> **Supplied data**:
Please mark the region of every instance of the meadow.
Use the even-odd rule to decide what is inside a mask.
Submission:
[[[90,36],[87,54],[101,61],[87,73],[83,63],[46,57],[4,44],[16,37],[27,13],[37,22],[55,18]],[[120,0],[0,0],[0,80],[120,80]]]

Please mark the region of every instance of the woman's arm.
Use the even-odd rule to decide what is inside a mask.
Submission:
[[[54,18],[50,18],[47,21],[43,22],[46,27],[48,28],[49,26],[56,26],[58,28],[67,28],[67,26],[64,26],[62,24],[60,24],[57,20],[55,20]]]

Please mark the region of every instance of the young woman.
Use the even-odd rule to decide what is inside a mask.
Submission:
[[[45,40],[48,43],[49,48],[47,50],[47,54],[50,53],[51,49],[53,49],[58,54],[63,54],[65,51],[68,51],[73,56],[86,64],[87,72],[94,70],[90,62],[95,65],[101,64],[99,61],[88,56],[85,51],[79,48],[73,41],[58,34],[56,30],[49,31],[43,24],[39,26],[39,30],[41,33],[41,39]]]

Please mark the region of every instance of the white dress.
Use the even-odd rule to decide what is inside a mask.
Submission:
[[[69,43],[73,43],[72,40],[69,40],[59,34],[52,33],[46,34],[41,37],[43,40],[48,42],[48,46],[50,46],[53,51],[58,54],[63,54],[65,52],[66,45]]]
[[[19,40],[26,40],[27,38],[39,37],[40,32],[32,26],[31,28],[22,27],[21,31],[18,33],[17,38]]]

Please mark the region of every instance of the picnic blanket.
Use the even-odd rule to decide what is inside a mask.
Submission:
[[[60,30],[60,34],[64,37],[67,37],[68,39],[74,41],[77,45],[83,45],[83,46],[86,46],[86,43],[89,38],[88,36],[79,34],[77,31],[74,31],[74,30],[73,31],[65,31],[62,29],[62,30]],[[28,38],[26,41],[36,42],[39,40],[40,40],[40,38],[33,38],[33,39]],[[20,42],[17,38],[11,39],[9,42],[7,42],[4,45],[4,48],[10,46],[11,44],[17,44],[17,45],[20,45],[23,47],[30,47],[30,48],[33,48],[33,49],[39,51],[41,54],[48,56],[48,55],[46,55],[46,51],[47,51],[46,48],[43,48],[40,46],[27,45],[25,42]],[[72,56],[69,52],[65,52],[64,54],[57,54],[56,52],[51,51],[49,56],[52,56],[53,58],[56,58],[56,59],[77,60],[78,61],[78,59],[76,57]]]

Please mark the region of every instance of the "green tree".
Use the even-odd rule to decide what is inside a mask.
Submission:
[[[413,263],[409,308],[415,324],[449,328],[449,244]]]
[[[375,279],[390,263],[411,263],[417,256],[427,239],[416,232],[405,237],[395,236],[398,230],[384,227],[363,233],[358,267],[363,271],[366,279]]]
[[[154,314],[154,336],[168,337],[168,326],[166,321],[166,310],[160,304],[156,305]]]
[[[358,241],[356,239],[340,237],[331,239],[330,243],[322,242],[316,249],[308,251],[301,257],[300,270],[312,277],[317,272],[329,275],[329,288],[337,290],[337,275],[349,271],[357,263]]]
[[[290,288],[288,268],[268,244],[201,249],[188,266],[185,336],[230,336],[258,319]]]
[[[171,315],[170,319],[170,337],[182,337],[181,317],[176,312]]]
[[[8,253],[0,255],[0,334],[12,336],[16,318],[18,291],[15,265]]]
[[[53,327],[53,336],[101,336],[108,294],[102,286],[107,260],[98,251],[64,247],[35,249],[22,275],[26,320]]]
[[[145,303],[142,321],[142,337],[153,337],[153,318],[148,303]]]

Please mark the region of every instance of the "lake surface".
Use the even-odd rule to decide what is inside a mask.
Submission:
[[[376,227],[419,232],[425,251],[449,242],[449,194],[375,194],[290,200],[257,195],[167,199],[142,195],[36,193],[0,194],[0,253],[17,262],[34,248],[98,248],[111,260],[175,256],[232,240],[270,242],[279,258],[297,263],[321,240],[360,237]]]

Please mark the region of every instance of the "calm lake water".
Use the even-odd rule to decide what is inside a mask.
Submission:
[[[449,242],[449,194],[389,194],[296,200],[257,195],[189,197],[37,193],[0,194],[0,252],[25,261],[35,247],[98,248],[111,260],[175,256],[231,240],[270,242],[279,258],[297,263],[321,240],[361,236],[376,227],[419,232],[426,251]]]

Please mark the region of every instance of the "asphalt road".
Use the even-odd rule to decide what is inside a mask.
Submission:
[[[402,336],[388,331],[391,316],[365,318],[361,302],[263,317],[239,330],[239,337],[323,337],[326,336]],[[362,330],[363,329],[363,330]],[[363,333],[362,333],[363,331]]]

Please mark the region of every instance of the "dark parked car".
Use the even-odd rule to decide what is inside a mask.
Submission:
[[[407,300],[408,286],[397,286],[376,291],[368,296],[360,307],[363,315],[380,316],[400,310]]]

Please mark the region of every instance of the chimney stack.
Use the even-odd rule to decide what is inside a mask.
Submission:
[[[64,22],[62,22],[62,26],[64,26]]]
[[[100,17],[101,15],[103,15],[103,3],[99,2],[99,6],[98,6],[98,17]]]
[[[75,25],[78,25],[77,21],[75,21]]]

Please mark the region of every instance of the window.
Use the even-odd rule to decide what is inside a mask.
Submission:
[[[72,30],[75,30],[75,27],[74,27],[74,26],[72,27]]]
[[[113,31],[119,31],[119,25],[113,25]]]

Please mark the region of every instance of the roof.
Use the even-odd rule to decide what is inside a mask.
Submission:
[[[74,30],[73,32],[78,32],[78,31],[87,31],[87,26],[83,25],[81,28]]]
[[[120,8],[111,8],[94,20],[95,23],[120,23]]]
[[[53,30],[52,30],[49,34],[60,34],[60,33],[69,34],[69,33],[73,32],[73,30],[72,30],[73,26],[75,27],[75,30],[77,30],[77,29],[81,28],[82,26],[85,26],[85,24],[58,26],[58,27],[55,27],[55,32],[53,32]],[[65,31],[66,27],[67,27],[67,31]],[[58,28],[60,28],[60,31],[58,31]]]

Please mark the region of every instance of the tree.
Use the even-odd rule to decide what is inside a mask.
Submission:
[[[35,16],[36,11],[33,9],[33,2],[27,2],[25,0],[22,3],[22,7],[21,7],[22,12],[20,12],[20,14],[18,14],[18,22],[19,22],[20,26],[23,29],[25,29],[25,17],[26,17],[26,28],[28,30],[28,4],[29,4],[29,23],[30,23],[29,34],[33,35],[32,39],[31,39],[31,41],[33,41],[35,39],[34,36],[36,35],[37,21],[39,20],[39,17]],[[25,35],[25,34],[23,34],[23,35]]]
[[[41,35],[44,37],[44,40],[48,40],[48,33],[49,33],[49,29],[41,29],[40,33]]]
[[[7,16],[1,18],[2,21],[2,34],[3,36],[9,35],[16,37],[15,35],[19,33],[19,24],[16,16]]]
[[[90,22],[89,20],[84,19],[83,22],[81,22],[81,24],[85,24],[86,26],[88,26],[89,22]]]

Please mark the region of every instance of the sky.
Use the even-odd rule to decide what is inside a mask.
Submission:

> **What you should do**: Rewrite all of the rows above, replacing "even-odd rule" with "nonzero winding rule" wherever it occurs and leaving everything else unchanged.

> **Written response**:
Please mark the region of every instance of the meadow.
Use the nonzero winding rule to decide what is inside a mask.
Submission:
[[[90,36],[87,54],[101,61],[87,73],[83,63],[46,57],[4,44],[16,37],[27,13],[37,22],[55,18]],[[120,0],[0,0],[0,80],[120,80]]]

Please mark the region of every instance of the woman's arm.
Use the nonzero winding rule to decide what is inside a mask.
Submission:
[[[54,18],[50,18],[47,21],[43,22],[46,27],[48,28],[49,26],[56,26],[58,28],[67,28],[67,26],[64,26],[62,24],[60,24],[57,20],[55,20]]]

Please mark the region of every instance of the young woman.
Use the nonzero winding rule to decide what is inside a mask.
Submission:
[[[45,40],[48,43],[49,48],[47,50],[47,54],[50,53],[51,49],[53,49],[58,54],[63,54],[65,51],[68,51],[73,56],[86,64],[87,72],[94,70],[90,62],[95,65],[101,64],[99,61],[88,56],[85,51],[79,48],[73,41],[58,34],[56,30],[49,31],[43,24],[39,26],[39,30],[41,33],[41,39]]]

Please mark the region of every instance of the white dress.
Use the nonzero winding rule to decide what is inside a mask.
Submission:
[[[69,43],[73,43],[72,40],[69,40],[59,34],[52,33],[46,34],[41,37],[43,40],[48,42],[48,46],[50,46],[53,51],[58,54],[63,54],[65,52],[66,45]]]
[[[19,40],[26,40],[27,38],[39,37],[40,32],[32,26],[31,28],[22,27],[21,31],[18,33],[17,38]]]

Please mark the region of every instance of the picnic blanket.
Use the nonzero winding rule to decide what is inside a mask.
Submission:
[[[60,30],[60,34],[64,37],[67,37],[68,39],[74,41],[77,45],[83,45],[83,46],[86,46],[86,43],[89,38],[88,36],[79,34],[77,31],[74,31],[74,30],[73,31],[65,31],[62,29],[62,30]],[[28,38],[26,41],[36,42],[39,40],[40,40],[40,38],[33,38],[33,39]],[[20,42],[17,38],[11,39],[9,42],[7,42],[4,45],[4,48],[10,46],[11,44],[17,44],[17,45],[20,45],[23,47],[30,47],[30,48],[33,48],[33,49],[39,51],[41,54],[48,56],[48,55],[46,55],[46,51],[47,51],[46,48],[43,48],[40,46],[27,45],[25,42]],[[72,56],[69,52],[65,52],[64,54],[57,54],[56,52],[51,51],[49,56],[52,56],[53,58],[56,58],[56,59],[77,60],[78,61],[78,59],[76,57]]]

Please mark the region of every instance of the "green tree".
Use the nonzero winding rule to decide what is inside a mask.
Submission:
[[[413,263],[409,308],[415,324],[449,328],[449,244]]]
[[[375,279],[390,263],[411,263],[417,256],[427,239],[416,232],[405,237],[395,236],[398,230],[384,227],[363,233],[358,267],[363,271],[366,279]]]
[[[154,314],[154,336],[168,337],[168,326],[166,321],[166,310],[160,304],[156,305]]]
[[[358,241],[356,239],[340,237],[331,239],[330,243],[322,242],[316,249],[308,251],[301,257],[300,270],[312,277],[317,272],[329,275],[329,288],[337,290],[337,275],[349,271],[357,263]]]
[[[290,288],[288,268],[268,244],[201,249],[188,266],[185,336],[230,336],[258,319]]]
[[[171,315],[170,319],[170,337],[182,337],[181,317],[176,312]]]
[[[8,253],[0,255],[0,334],[12,336],[16,318],[18,291],[15,265]]]
[[[53,327],[53,336],[101,336],[108,294],[102,286],[107,260],[98,251],[64,247],[35,249],[22,275],[26,320]]]
[[[145,303],[142,321],[142,337],[153,337],[153,318],[148,303]]]

Please mark the region of every instance of the "lake surface".
Use the nonzero winding rule to decide what is inside a mask.
Submission:
[[[376,227],[419,232],[425,251],[449,242],[449,194],[375,194],[290,200],[257,195],[167,199],[142,195],[36,193],[0,194],[0,253],[17,262],[34,248],[98,248],[111,260],[175,256],[232,240],[270,242],[279,258],[297,263],[321,240],[360,237]]]

Please mark the region of every instance of the "calm lake water".
Use the nonzero winding rule to decide what is inside a mask.
Submission:
[[[449,242],[449,194],[389,194],[296,200],[257,195],[189,197],[37,193],[0,194],[0,252],[25,261],[35,247],[98,248],[111,260],[175,256],[231,240],[270,242],[279,258],[297,263],[321,240],[361,236],[376,227],[419,232],[426,251]]]

Please mark the region of every instance of the "asphalt road".
Use the nonzero winding rule to decide what is inside a mask.
Submission:
[[[402,336],[388,331],[391,316],[365,318],[361,302],[263,317],[239,330],[239,337],[323,337],[326,336]],[[362,330],[363,329],[363,330]],[[363,333],[362,333],[363,331]]]

Please mark the region of every instance of the "dark parked car".
Use the nonzero winding rule to decide what is inside a mask.
Submission:
[[[407,300],[408,286],[397,286],[376,291],[368,296],[360,307],[363,315],[380,316],[400,310]]]

Please mark the region of every instance of the chimney stack.
Use the nonzero winding rule to decide what is inside a mask.
Submission:
[[[64,22],[62,22],[62,26],[64,26]]]
[[[100,17],[101,15],[103,15],[103,3],[99,2],[99,6],[98,6],[98,17]]]
[[[75,25],[78,25],[77,21],[75,21]]]

Please mark the region of every instance of the window.
Use the nonzero winding rule to decide what is inside a mask.
Submission:
[[[72,30],[75,30],[75,27],[74,27],[74,26],[72,27]]]
[[[113,31],[119,31],[119,25],[113,25]]]

Please mark the region of every instance of the roof.
Use the nonzero winding rule to decide what is inside a mask.
Submission:
[[[74,30],[73,32],[78,32],[78,31],[87,31],[87,26],[83,25],[81,28]]]
[[[120,8],[111,8],[94,20],[95,23],[120,23]]]
[[[53,30],[52,30],[49,34],[60,34],[60,33],[69,34],[69,33],[73,32],[73,30],[72,30],[73,26],[75,27],[75,30],[77,30],[77,29],[81,28],[82,26],[85,26],[85,24],[58,26],[58,27],[55,27],[55,32],[53,32]],[[65,31],[66,27],[67,27],[67,31]],[[58,28],[60,28],[60,31],[58,31]]]

Please mark the region of every instance of the tree.
Use the nonzero winding rule to decide what is inside a mask.
Submission:
[[[35,16],[36,11],[33,9],[33,2],[27,2],[25,0],[22,3],[22,7],[21,7],[22,12],[20,12],[20,14],[18,14],[18,22],[19,22],[20,26],[23,29],[25,29],[25,17],[26,17],[26,28],[28,30],[28,4],[29,4],[29,23],[30,23],[29,34],[33,35],[32,39],[31,39],[31,41],[33,41],[35,39],[34,36],[36,35],[37,21],[39,20],[39,17]],[[25,35],[25,34],[23,34],[23,35]]]
[[[41,35],[44,37],[44,40],[48,40],[48,33],[49,33],[49,29],[41,29],[40,33]]]
[[[7,16],[1,18],[2,21],[2,34],[3,36],[9,35],[16,37],[15,35],[19,33],[19,24],[16,16]]]
[[[90,22],[89,20],[84,19],[83,22],[81,22],[81,24],[85,24],[86,26],[88,26],[89,22]]]

Please mark the region of every instance of the sky.
Use the nonzero winding rule to decide what is inside a mask.
Submission:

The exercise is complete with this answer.